Copy the following records line for line, with nothing changed.

Dataset

━━━

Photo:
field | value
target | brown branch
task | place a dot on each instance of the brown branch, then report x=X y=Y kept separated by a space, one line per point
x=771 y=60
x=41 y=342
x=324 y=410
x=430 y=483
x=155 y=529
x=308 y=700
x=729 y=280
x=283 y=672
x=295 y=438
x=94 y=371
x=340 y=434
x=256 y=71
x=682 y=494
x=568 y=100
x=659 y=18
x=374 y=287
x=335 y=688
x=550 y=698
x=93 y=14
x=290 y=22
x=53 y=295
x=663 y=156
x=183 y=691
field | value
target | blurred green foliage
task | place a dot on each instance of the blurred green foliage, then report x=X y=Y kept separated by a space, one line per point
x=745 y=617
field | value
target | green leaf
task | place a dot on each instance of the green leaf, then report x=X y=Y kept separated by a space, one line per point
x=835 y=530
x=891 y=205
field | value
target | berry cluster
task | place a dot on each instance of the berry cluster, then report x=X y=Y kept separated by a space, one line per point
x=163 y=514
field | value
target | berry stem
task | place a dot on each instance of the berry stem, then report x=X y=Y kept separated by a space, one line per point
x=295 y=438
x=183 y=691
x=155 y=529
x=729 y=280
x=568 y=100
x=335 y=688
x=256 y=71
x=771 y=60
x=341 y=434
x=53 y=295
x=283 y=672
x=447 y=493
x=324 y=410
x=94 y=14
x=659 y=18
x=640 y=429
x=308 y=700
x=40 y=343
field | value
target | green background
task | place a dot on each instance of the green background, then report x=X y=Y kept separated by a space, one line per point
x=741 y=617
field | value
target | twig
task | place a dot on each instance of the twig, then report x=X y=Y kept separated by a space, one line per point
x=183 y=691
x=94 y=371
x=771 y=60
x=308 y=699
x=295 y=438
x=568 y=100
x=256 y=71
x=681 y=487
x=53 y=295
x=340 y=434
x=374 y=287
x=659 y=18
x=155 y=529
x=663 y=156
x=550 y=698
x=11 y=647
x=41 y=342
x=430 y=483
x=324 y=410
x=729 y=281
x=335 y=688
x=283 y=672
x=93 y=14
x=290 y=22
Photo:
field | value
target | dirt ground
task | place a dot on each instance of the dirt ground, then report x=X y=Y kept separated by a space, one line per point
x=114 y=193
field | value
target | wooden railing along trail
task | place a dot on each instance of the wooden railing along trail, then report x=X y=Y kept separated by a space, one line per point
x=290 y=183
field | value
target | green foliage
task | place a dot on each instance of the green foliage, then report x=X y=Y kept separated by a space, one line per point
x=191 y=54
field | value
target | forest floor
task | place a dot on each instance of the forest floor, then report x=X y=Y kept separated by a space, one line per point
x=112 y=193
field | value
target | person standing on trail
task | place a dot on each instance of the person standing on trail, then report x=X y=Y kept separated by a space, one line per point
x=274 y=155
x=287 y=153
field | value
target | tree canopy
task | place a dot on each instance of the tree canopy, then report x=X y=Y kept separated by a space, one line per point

━━━

Exercise solution
Photo:
field | value
target | brown branch
task | place a dot on each instance of the brown branch, then report x=X y=Y kept separated by a space, one line per point
x=771 y=60
x=41 y=342
x=324 y=410
x=430 y=483
x=155 y=529
x=308 y=700
x=729 y=280
x=283 y=672
x=295 y=438
x=94 y=371
x=340 y=434
x=256 y=71
x=682 y=494
x=568 y=100
x=659 y=18
x=374 y=287
x=335 y=688
x=550 y=698
x=93 y=14
x=290 y=22
x=53 y=295
x=663 y=156
x=183 y=691
field | value
target | blurred green foliage
task | place a dot on each instance of the blurred green foliage, then report x=X y=Y kept separated by a space, one line per point
x=745 y=617
field | value
target | green leaf
task | place a dot on each instance of the green leaf, then report x=X y=Y kept separated by a space, one line per point
x=835 y=530
x=891 y=205
field | value
target | berry cluster
task | place a dot on each instance of the berry cluster, then report x=X y=Y kept separated by a space, one line per point
x=163 y=514
field | value
target | berry stem
task | place a dot on each instance of the berry stem, then report x=X y=Y kept separated by a space, one line per point
x=295 y=438
x=183 y=691
x=155 y=529
x=729 y=280
x=568 y=100
x=335 y=688
x=256 y=71
x=771 y=60
x=341 y=434
x=53 y=295
x=283 y=672
x=447 y=493
x=324 y=410
x=94 y=14
x=659 y=18
x=640 y=429
x=308 y=700
x=40 y=343
field | value
target | green background
task | place a dot on each instance of the green background, then report x=X y=Y kept separated by a space, one line per point
x=741 y=617
field | value
target | twig
task | place a dot on each instance of the twig, then report x=X y=Y kept separated by a space, one line per point
x=183 y=691
x=94 y=371
x=771 y=60
x=308 y=699
x=295 y=438
x=568 y=100
x=256 y=71
x=681 y=487
x=53 y=295
x=340 y=434
x=374 y=287
x=659 y=18
x=155 y=529
x=663 y=156
x=550 y=698
x=11 y=647
x=41 y=342
x=430 y=483
x=324 y=410
x=729 y=281
x=335 y=688
x=283 y=672
x=93 y=14
x=290 y=22
Photo:
field | value
target | dirt ground
task | place a dot on each instance of the dirt ground, then report x=X y=Y kept separated by a space, one line per point
x=114 y=193
field | value
target | wooden railing along trail
task | place a dot on each instance of the wooden railing along trail, then report x=X y=Y kept separated by a space, one line per point
x=290 y=183
field | value
target | green foliage
task | place a dot on each instance of the green foliage, then report x=X y=Y kept separated by a space, one line per point
x=191 y=54
field | value
target | forest floor
task | place a dot on each instance of the forest floor, then report x=X y=Y kept separated by a space, one line per point
x=112 y=193
field | value
target | person standing on trail
task | place a dot on each instance of the person standing on trail, then report x=X y=Y kept separated by a space, one line per point
x=274 y=155
x=287 y=153
field | value
target | tree canopy
task | place a dot on each instance of the tree canopy, then report x=X y=Y kept separated by a space, one line per point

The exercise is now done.